* _MATERIAL PROVIDED_
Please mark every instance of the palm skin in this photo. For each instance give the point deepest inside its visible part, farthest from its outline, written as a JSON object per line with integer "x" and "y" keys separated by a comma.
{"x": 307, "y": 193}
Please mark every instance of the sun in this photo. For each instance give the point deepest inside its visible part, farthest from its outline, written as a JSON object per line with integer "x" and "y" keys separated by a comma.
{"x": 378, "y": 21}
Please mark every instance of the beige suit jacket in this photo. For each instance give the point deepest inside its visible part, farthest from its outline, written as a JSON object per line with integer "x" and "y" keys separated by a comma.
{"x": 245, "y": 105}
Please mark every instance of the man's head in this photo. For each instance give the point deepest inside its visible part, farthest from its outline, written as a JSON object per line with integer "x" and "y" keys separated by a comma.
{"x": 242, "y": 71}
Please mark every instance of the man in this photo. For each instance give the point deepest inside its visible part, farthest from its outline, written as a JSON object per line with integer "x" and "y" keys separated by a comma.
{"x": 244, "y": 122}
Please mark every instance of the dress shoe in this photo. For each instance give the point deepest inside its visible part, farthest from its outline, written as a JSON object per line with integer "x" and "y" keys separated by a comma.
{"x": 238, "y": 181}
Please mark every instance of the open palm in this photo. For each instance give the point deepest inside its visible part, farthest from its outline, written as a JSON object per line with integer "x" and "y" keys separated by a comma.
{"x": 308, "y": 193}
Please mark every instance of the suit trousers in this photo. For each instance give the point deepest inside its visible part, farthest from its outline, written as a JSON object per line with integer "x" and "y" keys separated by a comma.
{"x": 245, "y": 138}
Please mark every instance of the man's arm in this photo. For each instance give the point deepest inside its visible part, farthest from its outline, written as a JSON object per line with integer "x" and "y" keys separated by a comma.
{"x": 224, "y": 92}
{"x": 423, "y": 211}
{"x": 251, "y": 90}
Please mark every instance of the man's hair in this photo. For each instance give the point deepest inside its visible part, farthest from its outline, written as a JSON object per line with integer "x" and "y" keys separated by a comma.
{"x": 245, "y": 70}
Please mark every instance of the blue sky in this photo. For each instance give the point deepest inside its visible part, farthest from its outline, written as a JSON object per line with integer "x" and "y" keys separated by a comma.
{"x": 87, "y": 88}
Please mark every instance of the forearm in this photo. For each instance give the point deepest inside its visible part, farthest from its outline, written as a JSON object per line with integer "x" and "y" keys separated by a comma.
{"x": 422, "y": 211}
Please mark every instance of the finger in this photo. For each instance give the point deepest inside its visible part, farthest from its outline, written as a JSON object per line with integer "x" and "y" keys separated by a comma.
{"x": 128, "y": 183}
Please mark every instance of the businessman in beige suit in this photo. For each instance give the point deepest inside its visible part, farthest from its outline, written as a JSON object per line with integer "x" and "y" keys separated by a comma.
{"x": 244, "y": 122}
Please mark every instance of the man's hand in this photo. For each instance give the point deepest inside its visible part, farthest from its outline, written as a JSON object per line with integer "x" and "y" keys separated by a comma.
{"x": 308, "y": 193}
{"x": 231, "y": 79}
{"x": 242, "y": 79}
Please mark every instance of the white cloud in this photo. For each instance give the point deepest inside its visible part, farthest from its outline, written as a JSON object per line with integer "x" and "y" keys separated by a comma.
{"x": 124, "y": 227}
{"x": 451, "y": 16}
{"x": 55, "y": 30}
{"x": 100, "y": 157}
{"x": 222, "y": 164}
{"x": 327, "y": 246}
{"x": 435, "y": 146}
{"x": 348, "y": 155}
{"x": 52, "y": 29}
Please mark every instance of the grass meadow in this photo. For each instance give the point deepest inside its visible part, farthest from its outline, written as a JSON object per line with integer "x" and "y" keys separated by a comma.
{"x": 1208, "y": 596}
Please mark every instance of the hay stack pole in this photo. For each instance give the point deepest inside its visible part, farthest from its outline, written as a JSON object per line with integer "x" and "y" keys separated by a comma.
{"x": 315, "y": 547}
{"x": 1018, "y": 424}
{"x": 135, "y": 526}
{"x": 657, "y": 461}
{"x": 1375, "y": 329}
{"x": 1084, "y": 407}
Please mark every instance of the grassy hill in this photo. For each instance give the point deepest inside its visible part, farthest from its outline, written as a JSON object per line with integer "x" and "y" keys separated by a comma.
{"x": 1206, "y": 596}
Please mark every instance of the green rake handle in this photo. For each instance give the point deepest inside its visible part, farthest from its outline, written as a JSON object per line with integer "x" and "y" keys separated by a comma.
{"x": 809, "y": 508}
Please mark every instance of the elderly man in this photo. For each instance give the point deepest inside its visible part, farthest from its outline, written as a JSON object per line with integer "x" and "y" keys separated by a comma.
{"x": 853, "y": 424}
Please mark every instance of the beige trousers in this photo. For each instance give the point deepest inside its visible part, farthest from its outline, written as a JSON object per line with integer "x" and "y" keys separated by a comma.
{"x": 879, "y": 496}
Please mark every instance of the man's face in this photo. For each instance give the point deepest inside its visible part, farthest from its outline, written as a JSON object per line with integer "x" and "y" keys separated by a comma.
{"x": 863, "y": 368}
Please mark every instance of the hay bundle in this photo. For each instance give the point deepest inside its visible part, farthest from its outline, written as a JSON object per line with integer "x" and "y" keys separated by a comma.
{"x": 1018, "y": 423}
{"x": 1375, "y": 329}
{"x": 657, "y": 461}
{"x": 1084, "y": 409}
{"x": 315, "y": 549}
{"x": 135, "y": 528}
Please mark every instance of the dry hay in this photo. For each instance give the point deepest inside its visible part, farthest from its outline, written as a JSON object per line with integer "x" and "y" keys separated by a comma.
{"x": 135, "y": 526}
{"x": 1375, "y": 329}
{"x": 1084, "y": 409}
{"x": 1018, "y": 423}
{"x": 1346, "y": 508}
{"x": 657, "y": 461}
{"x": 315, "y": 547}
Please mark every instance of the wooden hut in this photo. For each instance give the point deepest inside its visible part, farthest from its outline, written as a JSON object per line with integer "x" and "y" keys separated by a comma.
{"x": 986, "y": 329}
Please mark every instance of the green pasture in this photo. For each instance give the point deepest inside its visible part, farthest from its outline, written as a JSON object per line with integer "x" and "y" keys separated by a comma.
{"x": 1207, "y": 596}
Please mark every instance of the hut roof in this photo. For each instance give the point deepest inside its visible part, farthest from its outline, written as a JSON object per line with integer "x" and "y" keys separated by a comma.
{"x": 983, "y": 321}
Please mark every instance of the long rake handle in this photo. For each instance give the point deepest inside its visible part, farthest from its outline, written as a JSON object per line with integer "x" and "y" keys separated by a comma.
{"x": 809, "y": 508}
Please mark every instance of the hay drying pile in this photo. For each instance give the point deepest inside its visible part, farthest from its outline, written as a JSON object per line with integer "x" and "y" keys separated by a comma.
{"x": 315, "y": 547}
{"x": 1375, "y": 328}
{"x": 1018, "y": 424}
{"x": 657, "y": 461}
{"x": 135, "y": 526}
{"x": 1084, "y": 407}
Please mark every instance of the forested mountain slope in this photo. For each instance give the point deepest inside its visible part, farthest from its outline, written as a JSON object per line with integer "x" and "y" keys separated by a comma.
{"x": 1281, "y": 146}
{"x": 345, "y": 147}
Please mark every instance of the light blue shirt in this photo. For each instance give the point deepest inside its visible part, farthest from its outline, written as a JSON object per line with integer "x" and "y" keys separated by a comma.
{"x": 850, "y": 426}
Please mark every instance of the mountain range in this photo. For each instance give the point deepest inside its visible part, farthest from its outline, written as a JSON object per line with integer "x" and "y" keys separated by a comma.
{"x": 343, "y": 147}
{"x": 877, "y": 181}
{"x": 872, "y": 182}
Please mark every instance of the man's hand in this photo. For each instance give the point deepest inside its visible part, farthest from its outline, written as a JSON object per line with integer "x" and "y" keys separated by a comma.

* _YOUR TASK_
Your answer must be the line that contains "Please mark every instance of the mountain" and every line after it to the end of the records, reproduced exactly.

* _SOLUTION TO THE EXERCISE_
Please mark every instance of the mountain range in this photo. For each instance give the point deepest inside its visible part, farthest from its outline, written as a JSON object per line with integer "x" and "y" keys separated by a comma.
{"x": 343, "y": 147}
{"x": 877, "y": 181}
{"x": 872, "y": 182}
Please mark every instance of the man's hand in this photo. For each instance give the point deepest inside its visible part, farthest from its outline, written as a JSON object per line with integer "x" and "y" keys separated by a comma.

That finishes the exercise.